Excerpt:
·····
Site selection for ocean alkalinity enhancement informed by passive tracer simulations
This week, we deep dive into a paper recently published in Communications Earth & Environment. The study was led by Yiming Guo and Ke Chen, affiliated with —respectively— the Departments of Marine Chemistry & Geochemistry, and Physical Oceanography of the Woods Hole Oceanographic Institution in Woods Hole (USA).
The study explores how physical ocean circulation influences the effectiveness of marine-based carbon dioxide removal via Ocean Alkalinity Enhancement (OAE). The authors used passive tracer simulations on the U.S. Northeast Shelf (2009-2017) to assess how added alkalinity might disperse, dilute, and be retained in different ocean settings. The authors develop a “site selection index” (SSI) integrating metrics such as spreading, concentration decay, and surface to gas-exchange velocities. Their results show strong seasonality (summer vs. winter) and identify one location, Wilkinson Basin, as particularly favourable for OAE deployment within their tested domain. The work provides a framework to guide future field trials and helps establish how ocean physics should feed into OAE planning and monitoring.
The authors employ a physics-first approach to OAE site-selection. They focus on the fundamental physical fate of an added tracer (as a proxy for alkalinity): how far it spreads, how quickly it dilutes, how long the elevated concentration persists, and how the ocean surface gas exchange conditions evolve. By conducting monthly releases of a passive dye in a high‐resolution model across ten locations on the Northeast Shelf, they capture real spatio-temporal variability in circulation and mixing for a full 9-year period (2009-2017). This is novel in the OAE literature, which often emphasises chemical reaction rates or alkalinity dissolution, but less often the large-scale hydrodynamic constraints. Their “site selection index” (SSI) is a synthetic metric combining multiple physical tracer metrics into a single score for comparing sites and months across a region. This provides a transferable tool for other regions beyond their test domain.
·····
Data listing

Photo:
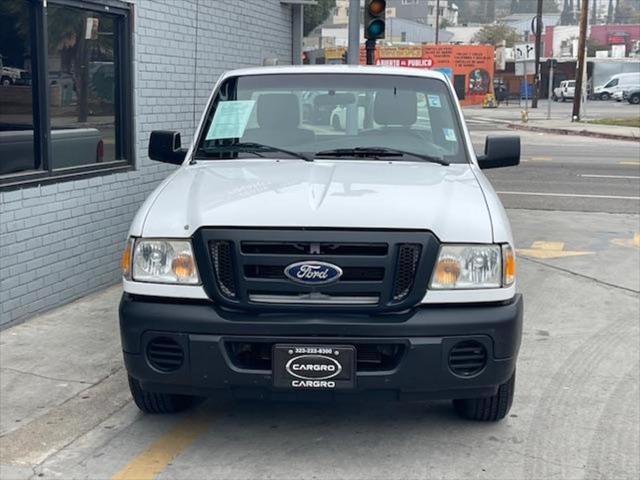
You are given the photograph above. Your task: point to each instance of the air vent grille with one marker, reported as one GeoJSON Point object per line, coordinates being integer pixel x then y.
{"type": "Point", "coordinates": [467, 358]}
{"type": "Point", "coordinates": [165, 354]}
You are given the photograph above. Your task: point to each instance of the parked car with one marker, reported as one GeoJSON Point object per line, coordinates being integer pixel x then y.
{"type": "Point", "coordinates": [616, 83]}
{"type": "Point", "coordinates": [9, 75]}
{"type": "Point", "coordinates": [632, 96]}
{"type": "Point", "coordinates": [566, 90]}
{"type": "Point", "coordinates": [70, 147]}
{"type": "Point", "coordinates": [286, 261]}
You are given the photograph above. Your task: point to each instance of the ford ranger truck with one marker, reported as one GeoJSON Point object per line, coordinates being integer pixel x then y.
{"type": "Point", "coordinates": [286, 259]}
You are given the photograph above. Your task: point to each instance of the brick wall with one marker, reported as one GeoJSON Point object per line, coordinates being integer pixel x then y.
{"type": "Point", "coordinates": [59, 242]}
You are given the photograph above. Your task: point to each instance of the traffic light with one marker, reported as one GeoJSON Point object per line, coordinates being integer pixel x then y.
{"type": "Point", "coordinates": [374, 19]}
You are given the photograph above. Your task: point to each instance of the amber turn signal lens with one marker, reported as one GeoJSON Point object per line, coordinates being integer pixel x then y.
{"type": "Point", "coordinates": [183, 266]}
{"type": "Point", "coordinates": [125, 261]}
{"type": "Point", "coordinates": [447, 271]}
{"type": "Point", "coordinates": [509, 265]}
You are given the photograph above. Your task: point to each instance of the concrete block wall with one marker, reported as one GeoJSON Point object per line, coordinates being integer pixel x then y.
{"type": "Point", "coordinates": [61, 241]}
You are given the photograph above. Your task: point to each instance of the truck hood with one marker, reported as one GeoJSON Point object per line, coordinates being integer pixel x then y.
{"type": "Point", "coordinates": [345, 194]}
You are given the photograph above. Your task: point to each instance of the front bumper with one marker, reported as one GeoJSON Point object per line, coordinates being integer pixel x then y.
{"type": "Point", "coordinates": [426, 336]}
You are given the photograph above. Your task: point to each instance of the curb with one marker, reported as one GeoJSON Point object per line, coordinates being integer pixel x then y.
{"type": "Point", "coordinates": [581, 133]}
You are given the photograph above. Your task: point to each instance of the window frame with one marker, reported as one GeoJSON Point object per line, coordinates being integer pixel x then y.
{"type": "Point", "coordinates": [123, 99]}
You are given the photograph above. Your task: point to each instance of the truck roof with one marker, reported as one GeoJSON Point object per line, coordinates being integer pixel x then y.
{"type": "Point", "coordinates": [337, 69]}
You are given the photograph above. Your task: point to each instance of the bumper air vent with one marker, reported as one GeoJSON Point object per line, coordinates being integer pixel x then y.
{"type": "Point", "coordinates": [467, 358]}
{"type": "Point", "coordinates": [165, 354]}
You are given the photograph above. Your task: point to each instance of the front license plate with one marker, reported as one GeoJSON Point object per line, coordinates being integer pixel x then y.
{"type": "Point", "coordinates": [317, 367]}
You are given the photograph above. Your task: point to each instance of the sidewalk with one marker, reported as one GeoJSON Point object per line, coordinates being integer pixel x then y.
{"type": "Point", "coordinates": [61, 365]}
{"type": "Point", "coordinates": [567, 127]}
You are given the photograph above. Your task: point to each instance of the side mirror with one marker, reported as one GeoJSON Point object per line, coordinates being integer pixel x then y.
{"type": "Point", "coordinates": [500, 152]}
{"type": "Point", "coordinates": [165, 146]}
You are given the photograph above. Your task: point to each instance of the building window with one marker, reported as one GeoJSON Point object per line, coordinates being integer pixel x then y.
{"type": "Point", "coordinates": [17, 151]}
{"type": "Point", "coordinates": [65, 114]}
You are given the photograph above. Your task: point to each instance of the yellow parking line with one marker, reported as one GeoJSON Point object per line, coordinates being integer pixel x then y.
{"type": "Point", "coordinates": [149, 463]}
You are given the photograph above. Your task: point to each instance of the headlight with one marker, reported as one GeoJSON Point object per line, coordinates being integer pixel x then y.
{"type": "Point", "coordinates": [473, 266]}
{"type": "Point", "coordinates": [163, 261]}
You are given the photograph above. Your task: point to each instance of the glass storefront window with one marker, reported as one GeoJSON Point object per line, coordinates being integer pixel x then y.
·····
Exercise: Retype part of the passage on ocean alkalinity enhancement site selection word for word, starting at the words "Site selection for" and ending after the words "Woods Hole (USA).". None of the records are needed for this work.

The answer:
Site selection for ocean alkalinity enhancement informed by passive tracer simulations
This week, we deep dive into a paper recently published in Communications Earth & Environment. The study was led by Yiming Guo and Ke Chen, affiliated with —respectively— the Departments of Marine Chemistry & Geochemistry, and Physical Oceanography of the Woods Hole Oceanographic Institution in Woods Hole (USA).